Enunciado da tarefa -
Você pode prolongar o texto sobre o INRC e a educação escolar a partir do ponto em que ele termina?

Trecho do documento -
:::::

Ao longo da aplicação do INRC foi possível observar que existe um problema central nas políticas públicas que tratam do patrimônio cultural brasileiro, a saber, o da ressonância, expresso no fato destas políticas, muitas vezes, seguirem os interesses instrumentais da política nacional e do setor do turismo em detrimento dos interesses dos grupos sociais que interagem diretamente com o patrimônio cultural. Diante disso, o INRC tem um grande potencial para dirimir esse problema, trazendo para a esfera de decisão destas políticas os próprios grupos envolvidos com os bens representativos do patrimônio cultural. Nesse caso, esse processo ocorre a partir das referências culturais desses grupos, que apesar de não estarem no rol das políticas públicas sobre o patrimônio cultural da nação no primeiro momento de sua aplicação, têm ganhado força a partir dos anos 1970, culminando no conceito de patrimônio imaterial nos anos 2000.

Ao voltar o foco das nossas atenções à aplicação do INRC para o trabalho na educação escolar, observamos que ele tem um grande potencial para a formação crítica dos alunos das escolas. Em primeiro lugar porque essa metodologia instiga os alunos a participarem de uma pesquisa, fomentando uma educação crítica e cidadã, fazendo com que eles se sintam agentes centrais na produção do conhecimento. Em segundo porque permite construir esse conhecimento tomando como base elementos das suas vivências, como, por exemplo, as histórias locais, as memórias herdadas de seus familiares, ou mesmo suas memórias recentes sobre o local em que habitam. Esse processo faz com que eles se percebam como legítimos portadores de um conhecimento específico acerca de suas histórias e da produção de suas próprias identidades culturais.

Sugerimos, portanto, que as referências culturais são um elemento importantíssimo no processo educativo e lançamos o desafio de trazer esses elementos culturais, somados a novas metodologias participativas, para as práticas de ensino dentro das escolas, além de um maior estreitamento de laços entre as Universidades Federais e as escolas que existem no entorno destas instituições, para a promoção de uma educação pautada na produção coletiva do conhecimento.

Referências

ARANTES NETO, Antônio. Como ler o INRC. In: IPHAN. Inventário Nacional de Referências Culturais: manual de aplicação. Brasília: IPHAN, 2000, p. 27-34.

CERQUEIRA, Flávio Vergara. Patrimônio cultural, escola, cidadania e desenvolvimento sustentável. Diálogos, v. 9, n. 1, p. 91-109, 2005.

:::::

Listagem de dados -
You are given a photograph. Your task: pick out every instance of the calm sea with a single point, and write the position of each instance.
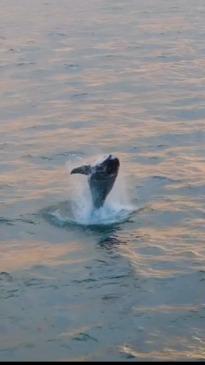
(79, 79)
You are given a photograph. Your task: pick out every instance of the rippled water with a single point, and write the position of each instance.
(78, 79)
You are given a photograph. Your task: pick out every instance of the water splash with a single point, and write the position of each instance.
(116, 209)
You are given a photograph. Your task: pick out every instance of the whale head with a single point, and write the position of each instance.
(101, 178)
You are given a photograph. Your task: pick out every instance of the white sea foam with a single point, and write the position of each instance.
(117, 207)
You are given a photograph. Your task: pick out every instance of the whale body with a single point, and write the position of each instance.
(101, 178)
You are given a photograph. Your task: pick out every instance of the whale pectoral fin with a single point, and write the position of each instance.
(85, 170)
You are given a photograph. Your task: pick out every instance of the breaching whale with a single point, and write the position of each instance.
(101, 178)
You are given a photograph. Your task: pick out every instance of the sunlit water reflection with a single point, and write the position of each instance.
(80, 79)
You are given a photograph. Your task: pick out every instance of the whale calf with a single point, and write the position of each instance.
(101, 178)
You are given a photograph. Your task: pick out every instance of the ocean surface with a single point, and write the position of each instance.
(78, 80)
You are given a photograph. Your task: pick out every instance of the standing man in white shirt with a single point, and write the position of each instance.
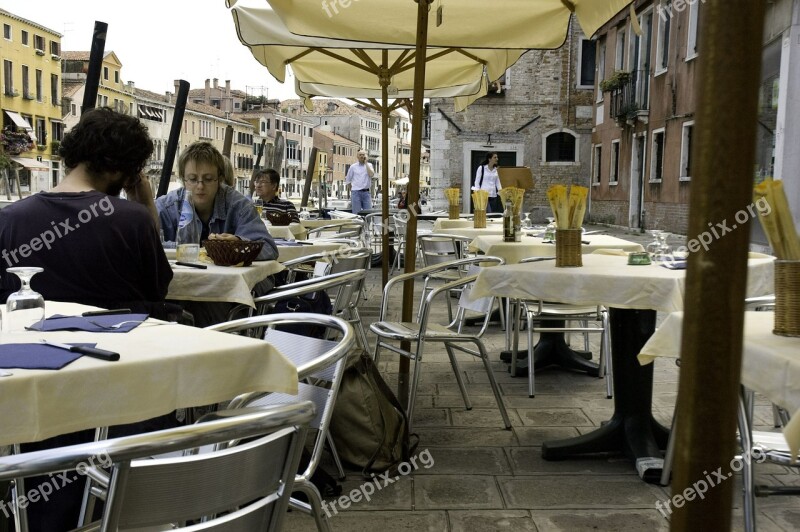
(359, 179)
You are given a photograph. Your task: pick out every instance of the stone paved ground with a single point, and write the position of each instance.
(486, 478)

:::::

Resultado do exercício -
CORSINO, Célia Maria. Apresentação. In: IPHAN. Inventário Nacional de Referências Culturais: manual de aplicação. Brasília: IPHAN, 2000, p. 23-26.

FONSECA, Cecília Londres. Referências Culturais: base para novas políticas de patrimônio In: IPHAN. Inventário Nacional de Referências Culturais: manual de aplicação. Brasília: IPHAN, 2000, p. 11-20.

GONÇALVES, José Reginaldo dos Santos. Antropologia dos objetos: coleções, museus e patrimônio. Rio de Janeiro: IPHAN, 2007.

IPHAN. Inventário Nacional de Referências Culturais: manual de aplicação. Brasília: IPHAN, 2000.

IPHAN. Inventário Nacional de Referências Culturais. IPHAN. 02 mar. 2009. Disponível em: https://bit.ly/32fMaRH. Acesso em: 25 jul. 2019.

LIMA FILHO, Manuel Ferreira. Da matéria ao sujeito: inquietação patrimonial brasileira. Revista de Antropologia da USP, v. 52, n. 2, p. 605-632, 2009.

MORAIS, Sara; RAMASSOTE, Rodrigo; ARANTES NETO, Antônio. Trajetória e desafios do Inventário Nacional de Referências Culturais (INRC): entrevista com Antônio Arantes. Revista CPC, n. 20, 221-260, 2015.

REIS, Victória; RODRIGUES, Rafael de Oliveira. Relações entre as políticas de patrimônio cultural e o turismo: olhares sobre as cidades de Penedo e Piranhas. In: SANTOS, Anderson Moreira Aristides dos; SANTOS, Anderson David Gomes dos; RODRIGUES, Rafael de Oliveira (Orgs.). Ensaios sobre a Economia do Sertão Alagoano. Jundiaí: Paco Editorial, 2019, [s./p.].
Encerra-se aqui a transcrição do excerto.